**TEKS BACAAN:**

Sabtu, 29 Oktober 2011

Wamen, Membangun Koordinasi, Komunikasi dan Sinergi


SITI ZUHRO
Wamen, Membangun Koordinasi, Komunikasi dan Sinergi


Sabtu, 29 Oktober 2011
Sepekan lebih telah berlalu "stripping" atau kejar tayang perombakkan (reshuffle) kabinet yang dipertontonkan pemerintah beberapa waktu terakhir ini. Itu klimaks dengan ditetapkannya sejumlah wakil menteri (wamen), dengan mengatasnamakan untuk peningkatan kinerja pemerintah.
Sesuai dengan amanah Undang-Undang Nomor 39 Tahun 2008 tentang Kementerian Negara, tidak mengatur mengenai jumlah wamen yang dapat diangkat Presiden. Yang diatur hanyalah jumlah kementerian negara yang tidak boleh melebihi 34 buah.
Inilah yang akhirnya memunculkan perdebatan dari berbagai kalangan. Ada sebagian pihak yang menilai pengangkatan para wamen pada Kabinet Indonesia Bersatu (KIB) Jilid II pimpinan Presiden Susilo Bambang Yudhoyono (SBY) saat ini hanya sebatas skenario kompromi politik dibandingkan demi peningkatan efektifitas pemerintahan.
Tentu, selaku Presiden, mengangkat maupun memberhentikan menteri maupun wamen merupakan bagian dari hak prerogatifnya. Namun, bukan lantas hanya karena tuntutan terhadap kontrak politik yang dilakukan Presiden dengan partai koalisi atau menampung aspirasi rakyat, maka perombakan kabinet, khususnya pengangkatan wakil menteri ini dapat dilakukan tanpa memperdulikan jumlahnya dan sesuai kebutuhan.

**TUGAS DAN LATIHAN:**
a) Menurut teks tentang pengangkatan wakil menteri, berapa batas jumlah kementerian negara yang diatur Undang-Undang Nomor 39 Tahun 2008?
b) Lanjutkan teks tentang pengangkatan wakil menteri dari titik berhentinya.
Entri di bawah ini adalah bahan tersendiri, terpisah dari teks tentang pengangkatan wakil menteri.

Cuplikan dataset pelabelan titik
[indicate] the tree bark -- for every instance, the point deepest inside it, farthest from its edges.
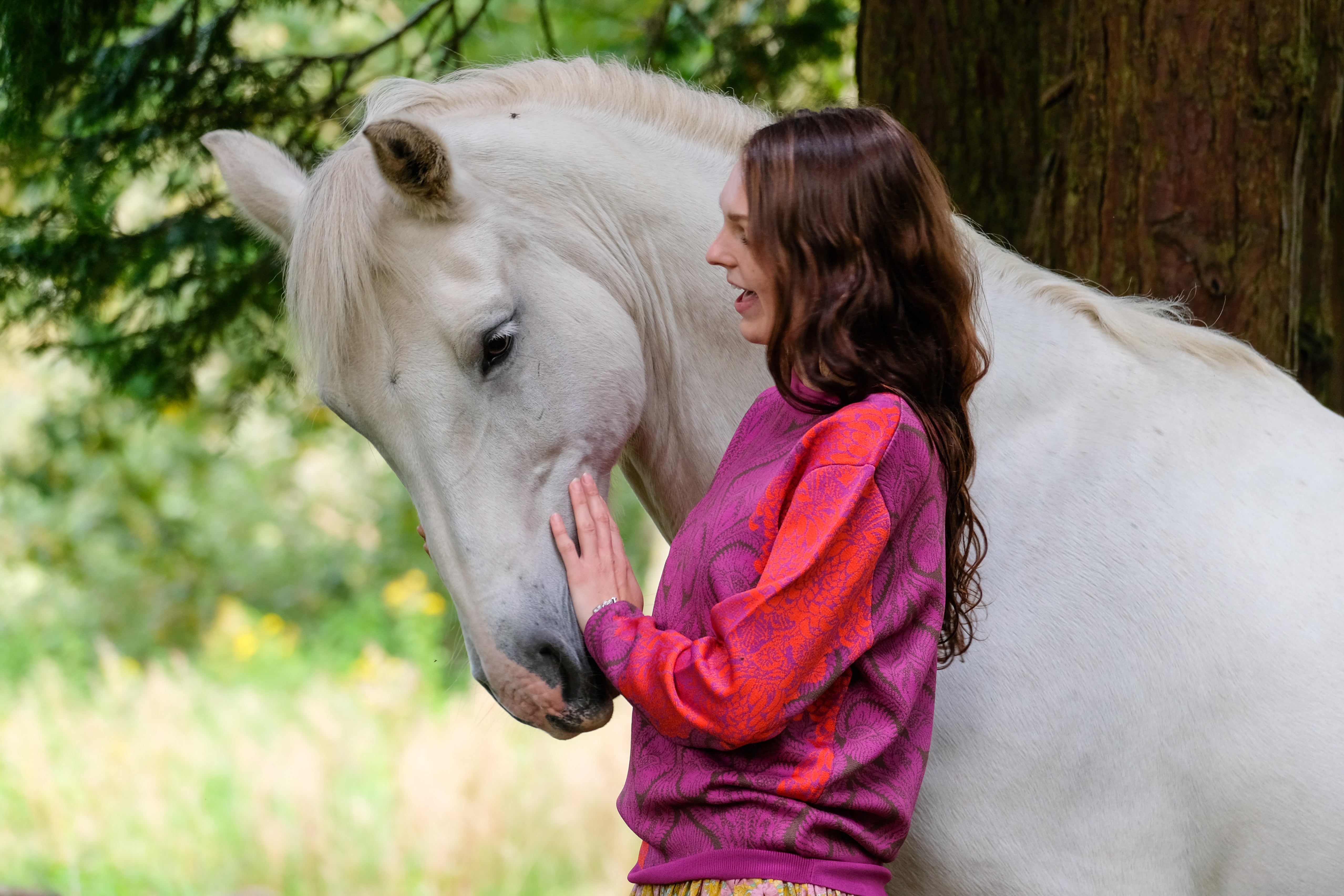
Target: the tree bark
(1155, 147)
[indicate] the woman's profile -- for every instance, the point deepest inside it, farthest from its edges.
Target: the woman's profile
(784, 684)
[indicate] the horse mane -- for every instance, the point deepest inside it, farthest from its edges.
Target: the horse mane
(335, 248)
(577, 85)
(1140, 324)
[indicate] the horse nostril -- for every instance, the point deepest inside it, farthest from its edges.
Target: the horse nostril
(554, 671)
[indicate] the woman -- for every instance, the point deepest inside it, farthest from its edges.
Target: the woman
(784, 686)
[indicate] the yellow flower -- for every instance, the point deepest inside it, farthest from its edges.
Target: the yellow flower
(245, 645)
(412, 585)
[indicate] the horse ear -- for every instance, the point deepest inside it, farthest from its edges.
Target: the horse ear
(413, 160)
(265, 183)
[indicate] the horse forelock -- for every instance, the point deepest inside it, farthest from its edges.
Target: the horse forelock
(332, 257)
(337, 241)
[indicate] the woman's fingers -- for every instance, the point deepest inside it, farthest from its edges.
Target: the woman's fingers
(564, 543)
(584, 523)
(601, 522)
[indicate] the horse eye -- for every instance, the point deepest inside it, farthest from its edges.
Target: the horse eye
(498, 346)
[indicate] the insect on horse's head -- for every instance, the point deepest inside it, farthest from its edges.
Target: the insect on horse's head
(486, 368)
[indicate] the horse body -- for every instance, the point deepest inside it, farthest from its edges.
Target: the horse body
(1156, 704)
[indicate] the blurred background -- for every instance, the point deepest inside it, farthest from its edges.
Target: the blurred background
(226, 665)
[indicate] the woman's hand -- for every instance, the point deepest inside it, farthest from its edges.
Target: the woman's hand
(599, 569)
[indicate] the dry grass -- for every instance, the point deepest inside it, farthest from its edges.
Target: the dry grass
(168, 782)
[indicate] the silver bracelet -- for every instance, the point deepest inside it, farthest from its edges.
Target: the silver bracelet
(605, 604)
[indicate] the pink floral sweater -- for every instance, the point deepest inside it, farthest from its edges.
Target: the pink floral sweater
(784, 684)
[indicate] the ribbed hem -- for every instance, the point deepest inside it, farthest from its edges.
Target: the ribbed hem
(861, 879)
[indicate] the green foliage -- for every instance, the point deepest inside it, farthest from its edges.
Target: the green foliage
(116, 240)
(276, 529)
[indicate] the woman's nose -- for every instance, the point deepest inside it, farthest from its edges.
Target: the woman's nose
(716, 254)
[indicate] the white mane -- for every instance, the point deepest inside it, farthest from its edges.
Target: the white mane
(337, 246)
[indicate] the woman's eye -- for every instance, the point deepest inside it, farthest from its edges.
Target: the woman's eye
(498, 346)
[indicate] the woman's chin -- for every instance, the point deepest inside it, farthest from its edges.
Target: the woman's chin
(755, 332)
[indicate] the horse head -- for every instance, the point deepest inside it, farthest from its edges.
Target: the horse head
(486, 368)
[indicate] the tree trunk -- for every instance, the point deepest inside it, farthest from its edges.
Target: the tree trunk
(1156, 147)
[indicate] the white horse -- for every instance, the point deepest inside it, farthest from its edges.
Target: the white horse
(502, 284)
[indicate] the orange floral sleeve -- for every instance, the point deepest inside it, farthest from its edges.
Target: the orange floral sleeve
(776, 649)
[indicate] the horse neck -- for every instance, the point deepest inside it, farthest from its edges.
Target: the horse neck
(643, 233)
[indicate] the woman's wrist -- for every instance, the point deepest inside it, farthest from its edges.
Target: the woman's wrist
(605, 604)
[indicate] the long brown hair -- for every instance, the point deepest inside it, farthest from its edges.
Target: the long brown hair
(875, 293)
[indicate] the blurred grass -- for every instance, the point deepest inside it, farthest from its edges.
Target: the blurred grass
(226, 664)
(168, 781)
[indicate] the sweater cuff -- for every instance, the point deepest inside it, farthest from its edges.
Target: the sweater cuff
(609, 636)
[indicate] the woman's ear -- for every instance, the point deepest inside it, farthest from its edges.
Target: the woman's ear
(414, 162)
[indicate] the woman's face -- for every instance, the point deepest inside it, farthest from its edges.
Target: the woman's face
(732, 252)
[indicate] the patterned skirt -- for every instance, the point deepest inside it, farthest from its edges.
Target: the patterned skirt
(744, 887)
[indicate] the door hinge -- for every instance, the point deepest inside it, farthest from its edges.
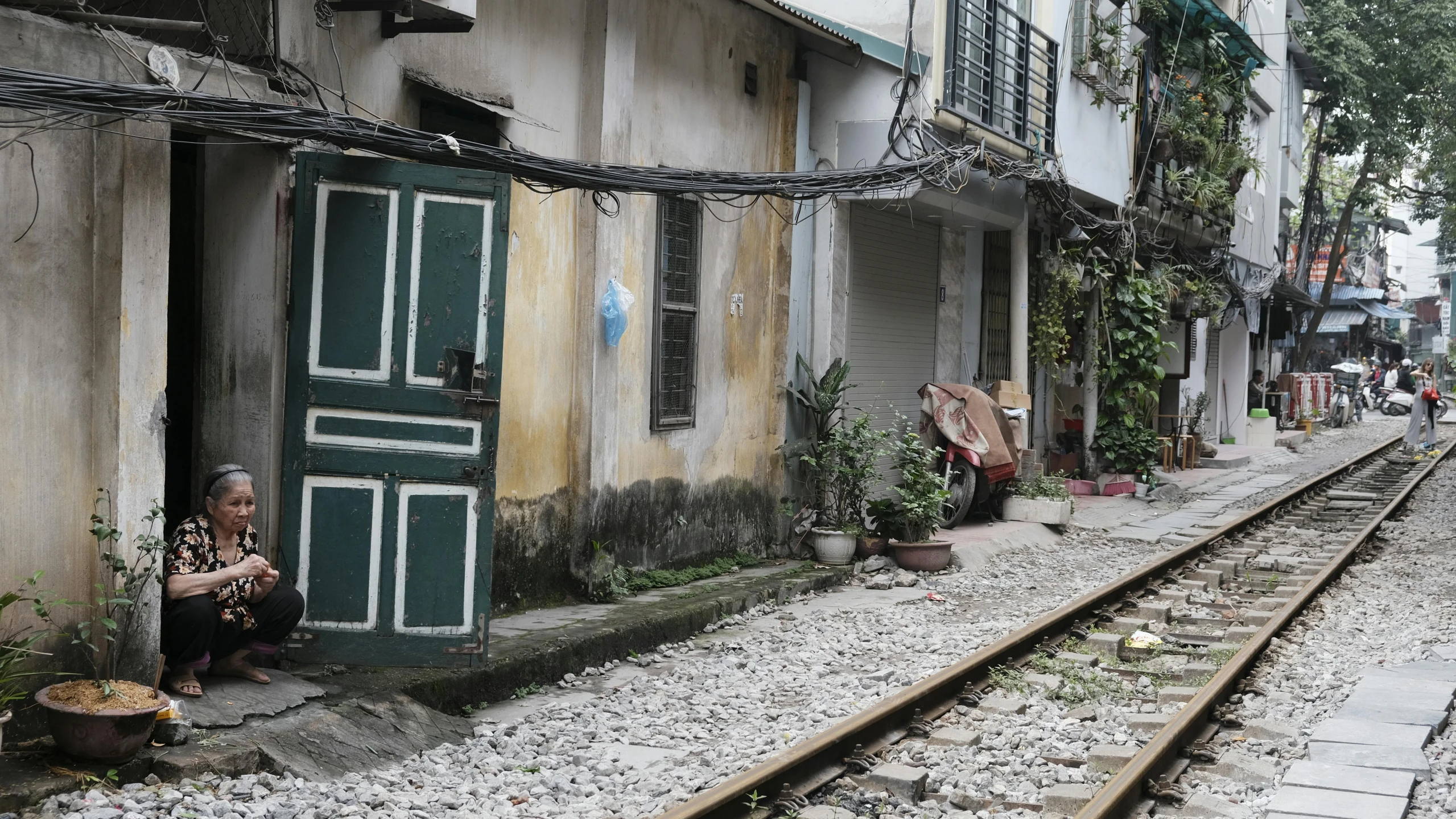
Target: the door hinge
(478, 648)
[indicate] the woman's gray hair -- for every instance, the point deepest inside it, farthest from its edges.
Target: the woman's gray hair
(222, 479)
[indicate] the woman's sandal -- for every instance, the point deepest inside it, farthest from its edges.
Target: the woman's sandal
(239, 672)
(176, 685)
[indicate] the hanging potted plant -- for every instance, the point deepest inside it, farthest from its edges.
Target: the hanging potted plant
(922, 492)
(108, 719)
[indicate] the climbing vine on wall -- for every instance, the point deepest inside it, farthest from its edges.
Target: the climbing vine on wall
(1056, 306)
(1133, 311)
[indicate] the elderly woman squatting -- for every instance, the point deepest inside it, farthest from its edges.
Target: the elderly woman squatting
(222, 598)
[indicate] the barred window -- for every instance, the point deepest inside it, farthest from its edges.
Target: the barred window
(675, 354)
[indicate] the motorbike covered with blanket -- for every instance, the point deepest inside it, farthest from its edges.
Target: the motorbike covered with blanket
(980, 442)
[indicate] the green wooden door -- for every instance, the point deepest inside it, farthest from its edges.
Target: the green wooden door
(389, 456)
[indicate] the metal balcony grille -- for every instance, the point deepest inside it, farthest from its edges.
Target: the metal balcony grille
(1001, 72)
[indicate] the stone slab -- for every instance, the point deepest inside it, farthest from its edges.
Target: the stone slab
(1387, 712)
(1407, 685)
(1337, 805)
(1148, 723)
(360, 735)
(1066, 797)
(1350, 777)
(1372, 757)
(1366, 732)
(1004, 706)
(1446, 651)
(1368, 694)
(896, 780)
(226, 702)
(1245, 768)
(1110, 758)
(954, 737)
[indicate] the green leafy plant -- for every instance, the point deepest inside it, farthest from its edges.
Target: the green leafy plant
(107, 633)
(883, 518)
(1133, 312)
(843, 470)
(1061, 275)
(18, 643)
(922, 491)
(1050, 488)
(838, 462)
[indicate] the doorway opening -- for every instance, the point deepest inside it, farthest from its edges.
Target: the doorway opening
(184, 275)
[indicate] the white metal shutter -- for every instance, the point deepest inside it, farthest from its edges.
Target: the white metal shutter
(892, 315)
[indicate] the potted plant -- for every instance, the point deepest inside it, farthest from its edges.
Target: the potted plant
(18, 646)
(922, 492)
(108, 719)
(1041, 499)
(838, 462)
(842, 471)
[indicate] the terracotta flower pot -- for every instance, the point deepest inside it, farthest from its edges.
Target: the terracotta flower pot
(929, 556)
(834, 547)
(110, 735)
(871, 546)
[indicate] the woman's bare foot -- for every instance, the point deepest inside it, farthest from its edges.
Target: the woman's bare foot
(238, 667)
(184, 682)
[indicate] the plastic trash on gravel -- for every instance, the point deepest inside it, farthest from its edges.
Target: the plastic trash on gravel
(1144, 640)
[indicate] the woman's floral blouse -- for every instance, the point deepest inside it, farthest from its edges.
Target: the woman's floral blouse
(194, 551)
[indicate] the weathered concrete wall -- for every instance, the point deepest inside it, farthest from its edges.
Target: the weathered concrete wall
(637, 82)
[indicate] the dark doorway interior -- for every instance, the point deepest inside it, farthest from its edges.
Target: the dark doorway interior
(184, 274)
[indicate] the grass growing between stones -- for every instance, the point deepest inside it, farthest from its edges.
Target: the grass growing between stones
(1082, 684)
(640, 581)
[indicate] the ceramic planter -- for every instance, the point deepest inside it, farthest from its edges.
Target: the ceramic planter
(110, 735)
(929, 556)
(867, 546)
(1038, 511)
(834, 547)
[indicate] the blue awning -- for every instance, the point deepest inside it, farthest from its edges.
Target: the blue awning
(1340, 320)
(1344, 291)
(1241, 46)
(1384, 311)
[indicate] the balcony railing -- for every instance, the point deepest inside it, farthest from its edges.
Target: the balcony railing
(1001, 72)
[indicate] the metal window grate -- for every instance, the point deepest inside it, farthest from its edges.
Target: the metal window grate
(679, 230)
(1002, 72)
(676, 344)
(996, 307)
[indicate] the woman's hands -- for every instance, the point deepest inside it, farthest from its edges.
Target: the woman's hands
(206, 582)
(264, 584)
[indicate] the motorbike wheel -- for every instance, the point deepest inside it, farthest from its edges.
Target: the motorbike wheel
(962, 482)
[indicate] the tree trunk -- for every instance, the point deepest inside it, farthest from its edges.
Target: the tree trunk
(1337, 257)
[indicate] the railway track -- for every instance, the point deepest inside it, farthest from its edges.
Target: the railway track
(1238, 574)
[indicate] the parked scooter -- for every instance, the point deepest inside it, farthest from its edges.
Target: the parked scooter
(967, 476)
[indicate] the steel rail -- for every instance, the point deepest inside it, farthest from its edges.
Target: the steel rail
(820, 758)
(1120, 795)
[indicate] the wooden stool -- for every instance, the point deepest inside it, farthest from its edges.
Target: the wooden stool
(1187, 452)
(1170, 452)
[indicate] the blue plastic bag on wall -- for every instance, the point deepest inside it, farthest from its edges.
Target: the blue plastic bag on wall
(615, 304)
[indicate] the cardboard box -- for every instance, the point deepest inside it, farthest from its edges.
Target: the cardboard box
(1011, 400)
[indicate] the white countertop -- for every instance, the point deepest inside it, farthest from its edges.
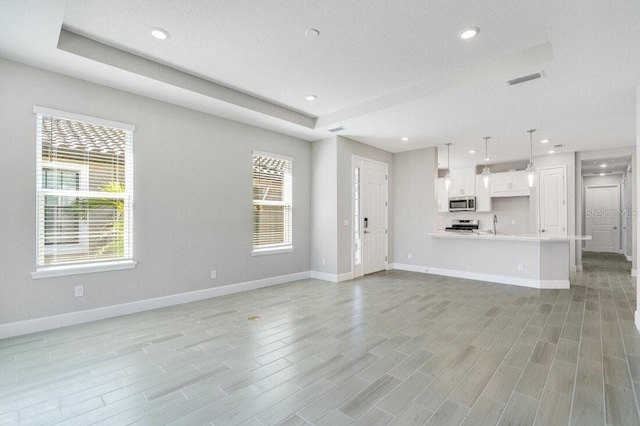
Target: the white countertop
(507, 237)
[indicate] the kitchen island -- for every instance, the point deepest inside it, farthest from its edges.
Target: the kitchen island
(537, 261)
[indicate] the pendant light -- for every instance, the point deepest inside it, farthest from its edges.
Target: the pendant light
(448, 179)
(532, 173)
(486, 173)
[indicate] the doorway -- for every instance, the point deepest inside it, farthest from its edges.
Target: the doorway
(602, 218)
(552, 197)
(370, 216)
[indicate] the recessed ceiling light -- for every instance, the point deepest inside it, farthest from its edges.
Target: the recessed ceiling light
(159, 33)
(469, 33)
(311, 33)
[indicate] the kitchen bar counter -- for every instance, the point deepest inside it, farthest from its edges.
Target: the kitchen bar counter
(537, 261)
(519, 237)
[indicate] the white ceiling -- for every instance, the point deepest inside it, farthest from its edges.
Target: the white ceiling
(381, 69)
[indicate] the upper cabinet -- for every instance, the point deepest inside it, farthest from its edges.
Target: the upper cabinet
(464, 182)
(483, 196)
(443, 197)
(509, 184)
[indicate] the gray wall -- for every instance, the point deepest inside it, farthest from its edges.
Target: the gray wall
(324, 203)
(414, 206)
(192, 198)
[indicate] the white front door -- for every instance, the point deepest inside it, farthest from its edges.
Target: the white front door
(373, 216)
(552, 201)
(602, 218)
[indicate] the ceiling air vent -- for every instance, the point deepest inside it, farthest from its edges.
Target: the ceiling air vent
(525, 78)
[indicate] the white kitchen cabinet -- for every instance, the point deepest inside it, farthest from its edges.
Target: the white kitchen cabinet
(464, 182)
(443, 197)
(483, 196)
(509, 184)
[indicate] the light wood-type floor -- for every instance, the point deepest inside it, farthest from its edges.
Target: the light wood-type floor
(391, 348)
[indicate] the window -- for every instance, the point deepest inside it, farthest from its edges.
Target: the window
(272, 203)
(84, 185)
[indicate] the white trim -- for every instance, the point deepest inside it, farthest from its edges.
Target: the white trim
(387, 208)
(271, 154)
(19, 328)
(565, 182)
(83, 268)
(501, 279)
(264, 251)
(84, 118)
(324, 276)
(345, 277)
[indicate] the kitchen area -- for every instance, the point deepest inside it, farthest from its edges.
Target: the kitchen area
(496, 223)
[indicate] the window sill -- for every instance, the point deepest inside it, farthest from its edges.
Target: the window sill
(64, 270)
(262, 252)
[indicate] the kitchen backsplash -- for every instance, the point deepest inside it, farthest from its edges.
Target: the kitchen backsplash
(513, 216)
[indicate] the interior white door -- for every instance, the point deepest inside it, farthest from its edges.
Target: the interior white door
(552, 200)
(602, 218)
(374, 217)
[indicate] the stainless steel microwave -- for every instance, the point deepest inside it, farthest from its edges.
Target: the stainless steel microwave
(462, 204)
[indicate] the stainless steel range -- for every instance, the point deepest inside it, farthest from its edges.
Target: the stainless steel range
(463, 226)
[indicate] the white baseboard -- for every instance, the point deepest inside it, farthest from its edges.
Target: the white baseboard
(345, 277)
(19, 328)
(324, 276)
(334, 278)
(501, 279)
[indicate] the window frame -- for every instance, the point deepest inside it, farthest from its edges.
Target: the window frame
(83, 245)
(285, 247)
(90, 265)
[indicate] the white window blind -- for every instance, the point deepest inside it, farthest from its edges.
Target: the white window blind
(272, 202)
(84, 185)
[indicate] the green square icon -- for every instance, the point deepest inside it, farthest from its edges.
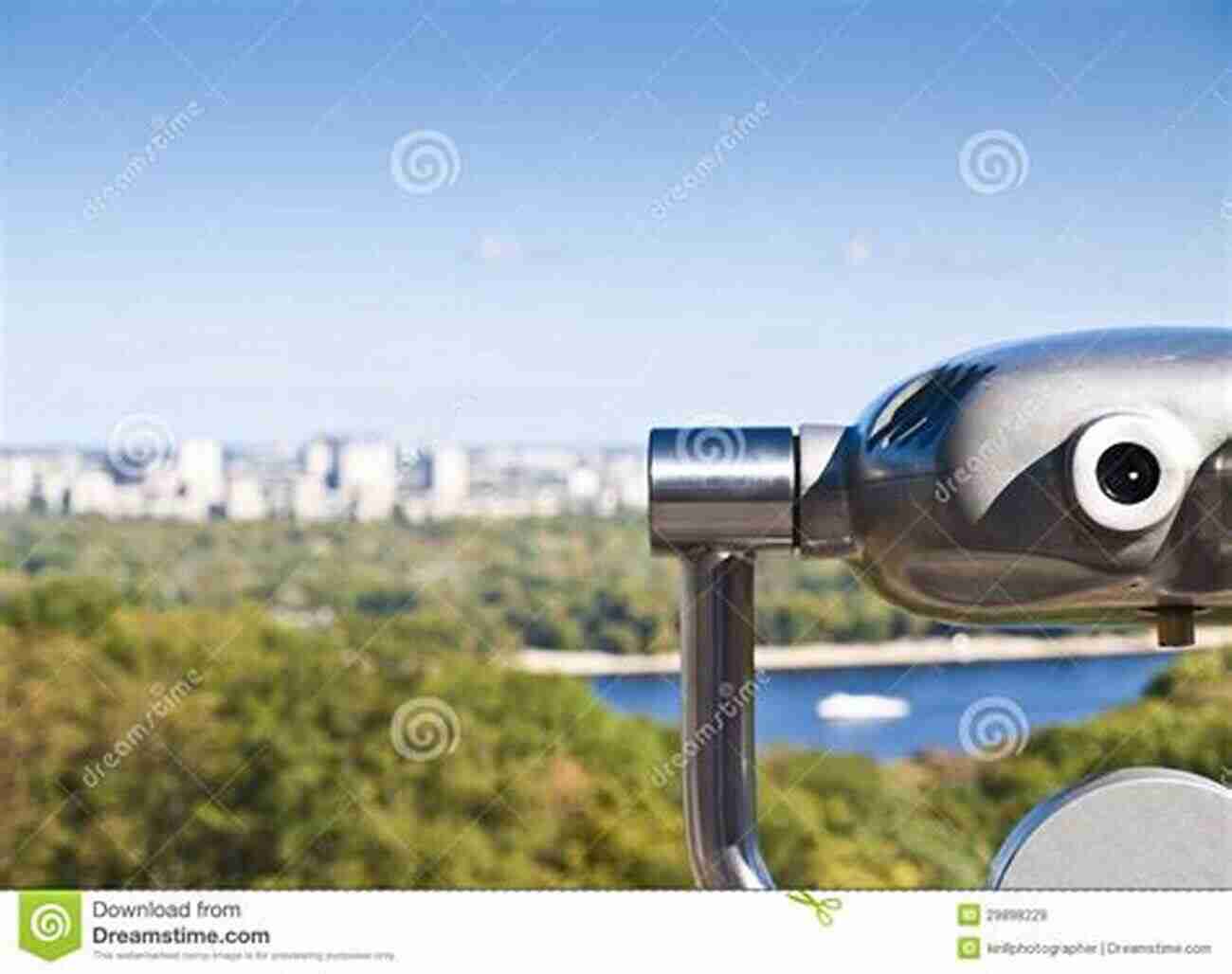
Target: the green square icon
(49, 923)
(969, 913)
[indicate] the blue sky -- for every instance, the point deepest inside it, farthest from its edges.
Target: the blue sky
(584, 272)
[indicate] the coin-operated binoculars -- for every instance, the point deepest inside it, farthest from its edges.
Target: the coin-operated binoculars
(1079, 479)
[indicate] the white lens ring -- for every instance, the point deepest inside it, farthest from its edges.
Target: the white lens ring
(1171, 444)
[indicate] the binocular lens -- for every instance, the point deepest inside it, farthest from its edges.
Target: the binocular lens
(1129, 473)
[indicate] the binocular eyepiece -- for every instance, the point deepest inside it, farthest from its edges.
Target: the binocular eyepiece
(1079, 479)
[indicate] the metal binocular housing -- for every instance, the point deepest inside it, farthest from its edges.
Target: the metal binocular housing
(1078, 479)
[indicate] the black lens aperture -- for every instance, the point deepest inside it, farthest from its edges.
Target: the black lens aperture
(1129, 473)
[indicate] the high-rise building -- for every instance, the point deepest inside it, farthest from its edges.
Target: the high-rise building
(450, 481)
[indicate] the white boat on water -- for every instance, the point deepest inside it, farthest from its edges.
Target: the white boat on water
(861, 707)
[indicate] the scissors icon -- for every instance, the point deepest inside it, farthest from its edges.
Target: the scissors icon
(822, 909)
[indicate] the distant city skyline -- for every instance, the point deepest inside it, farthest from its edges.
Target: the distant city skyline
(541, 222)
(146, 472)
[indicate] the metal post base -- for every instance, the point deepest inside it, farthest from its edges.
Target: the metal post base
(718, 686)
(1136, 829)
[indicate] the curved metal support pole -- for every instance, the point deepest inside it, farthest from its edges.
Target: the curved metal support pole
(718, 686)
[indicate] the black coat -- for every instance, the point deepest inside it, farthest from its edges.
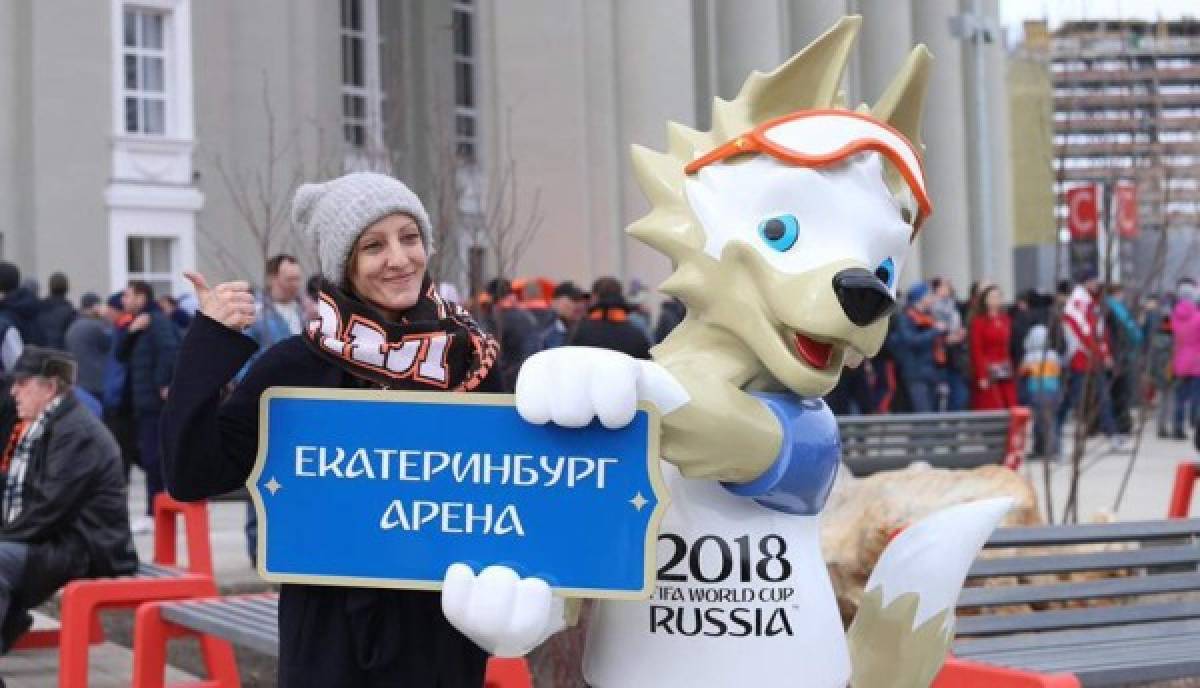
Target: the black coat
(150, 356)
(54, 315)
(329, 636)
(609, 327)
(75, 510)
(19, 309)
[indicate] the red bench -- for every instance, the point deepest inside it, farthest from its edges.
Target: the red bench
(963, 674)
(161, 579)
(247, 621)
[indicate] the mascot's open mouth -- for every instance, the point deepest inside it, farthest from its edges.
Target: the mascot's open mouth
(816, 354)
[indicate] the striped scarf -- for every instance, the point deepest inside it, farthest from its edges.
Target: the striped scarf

**JAWABAN TUGAS:**
a) Jumlah kementerian negara tidak boleh melebihi 34.

b)
Kondisi itulah yang menimbulkan pertanyaan masyarakat, seberapa perlukah suatu kementerian membutuhkan wamen yang memiliki tugas untuk membantu menteri dalam meningkatkan kinerja birokrasi di kementerian yang ditempatinya. Hal ini pula yang tercuat dalam petikan wawancara reporter Harian Umum Suara Karya Tri Handayani dengan Peneliti Lembaga Ilmu Pengetahuan Indonesia (LIPI) Siti Zuhro di Jakarta, belum lama ini.
Seberapa efektif pembentukan posisi wamen terhadap peningkatan kinerja pemerintahan?
Seberapa efektif kerja wamen itu sangat tergantung pada seberapa efektif koordinasi, sinergi, dan komunikasi antara menteri dan wakilnya. Ketiga hal itu sangat diperlukan, misalnya dalam hal tertentu, menteri juga dapat memberikan otoritas kepada wakilnya dengan batas-batas yang dimungkinkan karena wamen bertanggung jawab kepada menteri. Dalam hal ini juga bertanggung jawab karena telah menciptakan wakil menteri tetapi di sisi lain apakah juga sudah dibaca mengenai tugasnya.
Jika wamen hanya dianggap sebagai eselon I, sejajar dengan Dirjen, perlu dipikirkan bagaimana wamen ini dapat menjalankan tugasnya dengan baik tanpa bersinggunggan.
Sebab, di dalam birokrasi itu memiliki sifat hierarki, sangat berorientasi kepada masalah otoritas atau jabatan. Tapi jika tidak ada otoritas yang jelas bagi para wamen tersebut, maka itu akan sangat berat.
Karena itulah, sekarang menteri sebagai pemimpin di kementerian secara internal harus cepat, dalam tiga bulan pertama ini, melakukan penyesuaian-penyesuaian untuk menegaskan dan menata ulang kementeriannya dengan membagi kinerja, serta melakukan sebuah pemahaman terhadap semua jajarannya di kementeriannya sehingga konsoliditas itu dapat terjamin. Sehingga harus jelas tugas dari menteri dan wamen.
Dengan demikian sinergi, koordinasi, dan komunikasi terjaga sehingga program-program di kementerian yang bersangkutan dapat terukur dan berjalan dengan baik sesuai target maupun jadwal. Selain itu, orang-orang profesional yang ditempatkan di kementerian tersebut dapat bekerja maksimal tanpa yang bersangkutan merasakan suatu beban atau tekanan yang tidak keliru.
Apakah jabatan wamen ini hanya sebatas pelengkap?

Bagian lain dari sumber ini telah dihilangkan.